**节选原文:**
+++++

## Monte Carlo Basic

蒙特卡洛主要是利用了随机采样产生数据，通过产生的数据来更新策略。本质上类似于从数据估计出模型的参数。

蒙特卡洛算法是对`policy iteration`算法的修改，把里面需要模型的部分(这里的模型指的就是在某个`state`我采取某个`action`的概率是多少，本质上就是策略)用先采样数据然后自己估计出模型来替换了。

具体做法就是我遍历每一个`state`的每个`action`然后产生很多`trajactory/episode`，再求期望获取`action value`，采取最大的`action value`作为当前状态的策略。

In [1]:
import numpy as np
import random
import os
import sys
sys.path.append(os.path.dirname(os.getcwd()))
from GridWorld import GridWorld

c:\Users\callmest\.conda\envs\RBP-TSTL\lib\site-packages\numpy\.libs\libopenblas.FB5AE2TYXYH2IJRDKGDGQ3XBKLKTF43H.gfortran-win_amd64.dll
c:\Users\callmest\.conda\envs\RBP-TSTL\lib\site-packages\numpy\.libs\libopenblas64__v0.3.23-gcc_10_3_0.dll


In [2]:
gamma = 0.9 
rows = 5
cols = 5
# 加载网格世界
grid_world = GridWorld(rows, cols, forbiddenAreaReward= -10)

+++++

**练习说明:**
**1)** 请把这段关于蒙特卡洛方法的节选从“蒙特卡洛主要是利用了随机采样”起、到“然后自己估计出模型来替换了。”止（含首尾）重新写出，并把其中的“蒙特卡洛”全部换成“Monte Carlo”。
**2)** 根据这段关于蒙特卡洛方法的节选，下面三种说法是否正确？请逐条回答“是”或“否”，并原样引用节选中起决定作用的文字。(a) 蒙特卡洛算法是在 policy iteration 算法基础上修改而来的。(b) 代码中把 gamma 设为 0.5。(c) 选取最小的 action value 作为当前状态的策略。
下面这些行是独立的材料，与上面的节选无关。

(坐标标注数据)
+++++

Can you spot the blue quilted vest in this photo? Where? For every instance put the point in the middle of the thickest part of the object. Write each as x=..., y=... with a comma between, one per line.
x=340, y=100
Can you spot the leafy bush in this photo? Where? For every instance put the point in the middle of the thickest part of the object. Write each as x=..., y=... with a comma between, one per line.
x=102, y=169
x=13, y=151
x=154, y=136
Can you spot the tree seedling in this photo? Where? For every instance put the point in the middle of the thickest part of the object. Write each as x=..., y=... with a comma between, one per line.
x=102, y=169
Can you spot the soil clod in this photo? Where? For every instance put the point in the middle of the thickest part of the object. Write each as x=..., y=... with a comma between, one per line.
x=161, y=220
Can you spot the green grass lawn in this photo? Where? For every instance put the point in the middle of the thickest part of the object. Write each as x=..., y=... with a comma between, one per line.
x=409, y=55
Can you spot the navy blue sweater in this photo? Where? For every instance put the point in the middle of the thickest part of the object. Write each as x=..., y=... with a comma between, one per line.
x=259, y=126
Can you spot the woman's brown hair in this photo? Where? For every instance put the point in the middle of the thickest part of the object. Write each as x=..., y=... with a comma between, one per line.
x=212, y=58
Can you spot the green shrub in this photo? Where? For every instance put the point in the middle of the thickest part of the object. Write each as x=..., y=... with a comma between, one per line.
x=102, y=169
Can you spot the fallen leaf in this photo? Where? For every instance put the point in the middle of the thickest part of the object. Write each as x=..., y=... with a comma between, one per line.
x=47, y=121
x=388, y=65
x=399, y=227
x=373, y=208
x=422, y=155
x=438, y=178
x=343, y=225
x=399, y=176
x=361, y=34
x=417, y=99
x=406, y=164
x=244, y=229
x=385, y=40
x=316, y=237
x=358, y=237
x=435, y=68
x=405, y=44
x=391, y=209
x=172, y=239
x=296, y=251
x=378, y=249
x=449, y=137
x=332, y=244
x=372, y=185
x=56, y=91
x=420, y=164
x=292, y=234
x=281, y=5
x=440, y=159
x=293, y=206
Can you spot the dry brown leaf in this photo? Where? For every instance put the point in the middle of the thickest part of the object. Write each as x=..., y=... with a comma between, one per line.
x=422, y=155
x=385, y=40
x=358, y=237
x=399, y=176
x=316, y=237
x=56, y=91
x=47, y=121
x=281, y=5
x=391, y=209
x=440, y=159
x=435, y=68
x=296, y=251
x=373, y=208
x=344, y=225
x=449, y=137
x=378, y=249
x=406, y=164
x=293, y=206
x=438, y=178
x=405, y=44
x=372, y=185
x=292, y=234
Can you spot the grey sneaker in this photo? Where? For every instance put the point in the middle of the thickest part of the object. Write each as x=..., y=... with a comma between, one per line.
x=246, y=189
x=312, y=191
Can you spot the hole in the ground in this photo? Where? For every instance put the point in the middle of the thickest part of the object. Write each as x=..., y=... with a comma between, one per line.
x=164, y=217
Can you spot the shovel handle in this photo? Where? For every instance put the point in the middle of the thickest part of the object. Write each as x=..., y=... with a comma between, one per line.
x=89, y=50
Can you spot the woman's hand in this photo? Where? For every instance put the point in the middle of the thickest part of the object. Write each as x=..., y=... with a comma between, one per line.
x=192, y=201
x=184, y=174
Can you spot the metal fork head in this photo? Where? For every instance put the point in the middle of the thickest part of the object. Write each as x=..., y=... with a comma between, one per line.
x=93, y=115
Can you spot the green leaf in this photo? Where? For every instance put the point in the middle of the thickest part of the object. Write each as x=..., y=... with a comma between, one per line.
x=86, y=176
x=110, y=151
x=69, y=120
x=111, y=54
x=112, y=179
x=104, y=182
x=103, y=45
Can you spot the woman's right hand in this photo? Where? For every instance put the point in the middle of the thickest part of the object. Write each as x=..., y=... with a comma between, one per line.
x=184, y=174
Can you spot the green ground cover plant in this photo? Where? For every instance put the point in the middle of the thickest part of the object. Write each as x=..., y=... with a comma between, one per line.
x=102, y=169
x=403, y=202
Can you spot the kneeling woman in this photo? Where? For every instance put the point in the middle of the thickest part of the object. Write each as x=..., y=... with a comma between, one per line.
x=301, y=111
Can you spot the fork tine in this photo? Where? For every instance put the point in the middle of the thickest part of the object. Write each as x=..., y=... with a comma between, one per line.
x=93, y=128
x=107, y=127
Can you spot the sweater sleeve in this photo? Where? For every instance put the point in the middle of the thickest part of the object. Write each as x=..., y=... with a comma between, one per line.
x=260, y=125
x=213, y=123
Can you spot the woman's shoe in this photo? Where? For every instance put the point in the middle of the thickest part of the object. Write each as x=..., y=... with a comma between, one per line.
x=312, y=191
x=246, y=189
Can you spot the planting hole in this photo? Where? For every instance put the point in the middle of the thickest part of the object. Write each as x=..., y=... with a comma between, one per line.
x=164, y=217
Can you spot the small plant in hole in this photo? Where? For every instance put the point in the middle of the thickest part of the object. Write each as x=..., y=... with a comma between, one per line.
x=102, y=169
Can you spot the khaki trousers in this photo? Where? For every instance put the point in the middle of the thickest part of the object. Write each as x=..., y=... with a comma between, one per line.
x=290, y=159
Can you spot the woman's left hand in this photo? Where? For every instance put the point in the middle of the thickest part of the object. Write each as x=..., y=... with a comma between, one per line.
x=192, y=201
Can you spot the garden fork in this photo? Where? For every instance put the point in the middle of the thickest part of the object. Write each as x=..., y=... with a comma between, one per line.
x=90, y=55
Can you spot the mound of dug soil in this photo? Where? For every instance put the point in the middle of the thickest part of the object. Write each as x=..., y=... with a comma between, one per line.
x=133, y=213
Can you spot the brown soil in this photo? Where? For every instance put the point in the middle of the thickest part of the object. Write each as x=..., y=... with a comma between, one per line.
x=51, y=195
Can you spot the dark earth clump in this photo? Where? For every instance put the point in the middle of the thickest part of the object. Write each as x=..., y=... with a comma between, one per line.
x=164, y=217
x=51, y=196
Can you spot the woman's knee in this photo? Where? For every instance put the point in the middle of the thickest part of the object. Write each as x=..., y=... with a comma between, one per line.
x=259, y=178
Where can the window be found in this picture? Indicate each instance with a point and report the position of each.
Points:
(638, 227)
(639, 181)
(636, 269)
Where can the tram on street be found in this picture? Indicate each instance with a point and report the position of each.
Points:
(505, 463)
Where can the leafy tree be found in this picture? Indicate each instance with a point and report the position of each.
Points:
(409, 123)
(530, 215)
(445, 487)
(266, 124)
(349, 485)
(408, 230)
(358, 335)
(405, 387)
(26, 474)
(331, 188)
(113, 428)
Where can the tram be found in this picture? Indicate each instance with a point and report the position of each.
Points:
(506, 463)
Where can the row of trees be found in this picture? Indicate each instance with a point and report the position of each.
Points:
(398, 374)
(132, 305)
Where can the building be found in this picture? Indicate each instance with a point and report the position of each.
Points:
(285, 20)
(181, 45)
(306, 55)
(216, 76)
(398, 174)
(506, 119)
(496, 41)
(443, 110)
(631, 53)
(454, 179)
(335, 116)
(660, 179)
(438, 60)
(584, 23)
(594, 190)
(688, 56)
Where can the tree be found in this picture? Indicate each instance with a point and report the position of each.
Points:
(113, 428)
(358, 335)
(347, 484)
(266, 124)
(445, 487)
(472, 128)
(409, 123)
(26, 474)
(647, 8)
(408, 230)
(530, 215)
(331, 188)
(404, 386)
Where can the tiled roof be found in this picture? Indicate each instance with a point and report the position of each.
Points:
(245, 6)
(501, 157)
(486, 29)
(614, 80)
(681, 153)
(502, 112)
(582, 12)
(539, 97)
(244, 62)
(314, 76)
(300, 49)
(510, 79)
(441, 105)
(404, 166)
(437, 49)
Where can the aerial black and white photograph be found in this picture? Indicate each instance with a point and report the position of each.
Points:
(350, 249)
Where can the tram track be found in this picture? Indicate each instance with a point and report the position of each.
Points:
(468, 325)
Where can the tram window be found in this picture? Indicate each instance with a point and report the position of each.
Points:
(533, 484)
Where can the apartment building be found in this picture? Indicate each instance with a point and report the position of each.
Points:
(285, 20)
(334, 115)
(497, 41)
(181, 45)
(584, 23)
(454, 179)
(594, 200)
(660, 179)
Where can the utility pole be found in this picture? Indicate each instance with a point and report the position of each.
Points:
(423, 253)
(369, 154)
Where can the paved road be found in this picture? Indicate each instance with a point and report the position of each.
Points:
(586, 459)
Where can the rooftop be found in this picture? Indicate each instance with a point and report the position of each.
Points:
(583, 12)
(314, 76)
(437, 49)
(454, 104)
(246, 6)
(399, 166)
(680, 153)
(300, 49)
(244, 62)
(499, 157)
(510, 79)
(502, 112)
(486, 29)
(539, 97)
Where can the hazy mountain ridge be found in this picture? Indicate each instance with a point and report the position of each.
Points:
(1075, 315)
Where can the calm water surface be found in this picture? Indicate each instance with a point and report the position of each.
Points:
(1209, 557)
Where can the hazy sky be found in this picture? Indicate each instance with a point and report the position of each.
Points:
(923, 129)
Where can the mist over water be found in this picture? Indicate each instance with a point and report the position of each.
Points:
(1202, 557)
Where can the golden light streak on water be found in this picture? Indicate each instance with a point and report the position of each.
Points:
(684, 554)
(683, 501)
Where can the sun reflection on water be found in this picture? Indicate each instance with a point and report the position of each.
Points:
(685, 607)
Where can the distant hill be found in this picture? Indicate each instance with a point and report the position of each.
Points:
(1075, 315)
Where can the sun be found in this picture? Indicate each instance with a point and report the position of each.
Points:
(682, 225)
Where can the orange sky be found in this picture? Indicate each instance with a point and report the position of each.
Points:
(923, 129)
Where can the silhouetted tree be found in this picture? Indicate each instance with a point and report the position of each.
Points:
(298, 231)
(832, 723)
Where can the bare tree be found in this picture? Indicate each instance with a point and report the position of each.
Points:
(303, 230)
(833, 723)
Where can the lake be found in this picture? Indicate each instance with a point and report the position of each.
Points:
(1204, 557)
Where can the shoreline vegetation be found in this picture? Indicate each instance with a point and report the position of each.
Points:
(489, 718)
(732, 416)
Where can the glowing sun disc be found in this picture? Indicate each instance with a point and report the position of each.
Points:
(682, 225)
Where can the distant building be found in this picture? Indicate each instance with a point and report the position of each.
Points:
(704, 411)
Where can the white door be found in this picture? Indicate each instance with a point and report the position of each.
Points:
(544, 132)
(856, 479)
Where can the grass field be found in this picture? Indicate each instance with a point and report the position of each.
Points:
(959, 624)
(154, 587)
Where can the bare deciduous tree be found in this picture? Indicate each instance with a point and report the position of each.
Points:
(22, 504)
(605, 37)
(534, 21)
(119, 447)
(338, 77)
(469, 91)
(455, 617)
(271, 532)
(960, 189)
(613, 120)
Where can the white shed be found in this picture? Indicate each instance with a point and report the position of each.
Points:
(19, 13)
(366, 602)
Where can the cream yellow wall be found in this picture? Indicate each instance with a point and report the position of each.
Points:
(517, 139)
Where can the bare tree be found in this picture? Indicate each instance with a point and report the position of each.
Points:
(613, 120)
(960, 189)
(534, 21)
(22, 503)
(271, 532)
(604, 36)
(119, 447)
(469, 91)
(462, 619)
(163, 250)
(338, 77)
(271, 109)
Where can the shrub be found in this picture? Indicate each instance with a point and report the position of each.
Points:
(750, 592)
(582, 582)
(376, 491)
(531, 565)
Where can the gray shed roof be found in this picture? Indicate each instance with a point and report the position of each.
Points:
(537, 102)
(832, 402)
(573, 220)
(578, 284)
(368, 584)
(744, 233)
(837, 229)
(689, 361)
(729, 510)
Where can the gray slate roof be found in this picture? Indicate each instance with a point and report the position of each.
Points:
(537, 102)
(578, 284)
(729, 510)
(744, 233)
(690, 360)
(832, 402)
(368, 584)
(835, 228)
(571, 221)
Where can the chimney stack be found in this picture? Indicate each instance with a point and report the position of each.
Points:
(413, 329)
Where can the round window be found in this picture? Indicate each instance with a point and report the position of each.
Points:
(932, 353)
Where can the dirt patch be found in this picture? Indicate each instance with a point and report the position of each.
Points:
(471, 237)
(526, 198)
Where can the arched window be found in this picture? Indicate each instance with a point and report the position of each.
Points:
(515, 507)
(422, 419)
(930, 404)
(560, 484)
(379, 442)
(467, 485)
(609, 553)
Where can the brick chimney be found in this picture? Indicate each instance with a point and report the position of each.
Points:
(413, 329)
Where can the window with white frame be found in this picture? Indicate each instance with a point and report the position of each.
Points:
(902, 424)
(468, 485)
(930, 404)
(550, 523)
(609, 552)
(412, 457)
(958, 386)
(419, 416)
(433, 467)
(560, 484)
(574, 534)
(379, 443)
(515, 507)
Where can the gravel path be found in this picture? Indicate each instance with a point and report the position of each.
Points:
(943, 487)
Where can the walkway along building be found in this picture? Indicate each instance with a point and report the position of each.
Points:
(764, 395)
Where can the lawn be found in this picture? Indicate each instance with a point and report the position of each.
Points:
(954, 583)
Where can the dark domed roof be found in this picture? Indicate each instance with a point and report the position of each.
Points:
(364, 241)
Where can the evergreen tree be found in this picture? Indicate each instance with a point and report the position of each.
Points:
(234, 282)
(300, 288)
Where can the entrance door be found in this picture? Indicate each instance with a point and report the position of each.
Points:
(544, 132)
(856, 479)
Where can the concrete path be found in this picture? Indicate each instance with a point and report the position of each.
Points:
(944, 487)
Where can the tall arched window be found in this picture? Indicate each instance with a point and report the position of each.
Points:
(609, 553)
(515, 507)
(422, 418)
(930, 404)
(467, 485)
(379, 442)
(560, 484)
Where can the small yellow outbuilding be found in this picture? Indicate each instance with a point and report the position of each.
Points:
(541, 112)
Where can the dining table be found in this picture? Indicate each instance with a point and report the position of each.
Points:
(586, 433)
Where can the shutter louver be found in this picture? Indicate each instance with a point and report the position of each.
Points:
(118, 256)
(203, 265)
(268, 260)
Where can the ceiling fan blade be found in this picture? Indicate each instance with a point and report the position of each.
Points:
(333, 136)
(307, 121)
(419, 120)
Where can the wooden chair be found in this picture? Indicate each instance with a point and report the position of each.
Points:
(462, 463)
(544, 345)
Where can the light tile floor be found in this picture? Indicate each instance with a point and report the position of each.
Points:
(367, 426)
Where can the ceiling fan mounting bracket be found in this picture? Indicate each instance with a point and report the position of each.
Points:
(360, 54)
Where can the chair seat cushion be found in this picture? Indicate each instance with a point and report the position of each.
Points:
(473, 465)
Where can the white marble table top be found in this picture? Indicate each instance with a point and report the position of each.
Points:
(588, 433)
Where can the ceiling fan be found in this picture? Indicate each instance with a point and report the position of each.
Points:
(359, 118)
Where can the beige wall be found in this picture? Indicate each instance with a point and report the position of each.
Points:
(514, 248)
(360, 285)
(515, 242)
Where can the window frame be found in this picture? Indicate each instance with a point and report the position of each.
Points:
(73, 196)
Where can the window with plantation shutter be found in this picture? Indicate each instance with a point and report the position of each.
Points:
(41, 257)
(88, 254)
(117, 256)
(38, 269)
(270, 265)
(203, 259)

+++++

**习题答案:**
**1)**
Monte Carlo主要是利用了随机采样产生数据，通过产生的数据来更新策略。本质上类似于从数据估计出模型的参数。

Monte Carlo算法是对`policy iteration`算法的修改，把里面需要模型的部分(这里的模型指的就是在某个`state`我采取某个`action`的概率是多少，本质上就是策略)用先采样数据然后自己估计出模型来替换了。

**2)**
(a) 是。“蒙特卡洛算法是对`policy iteration`算法的修改”
(b) 否。“gamma = 0.9”
(c) 否。“采取最大的`action value`作为当前状态的策略”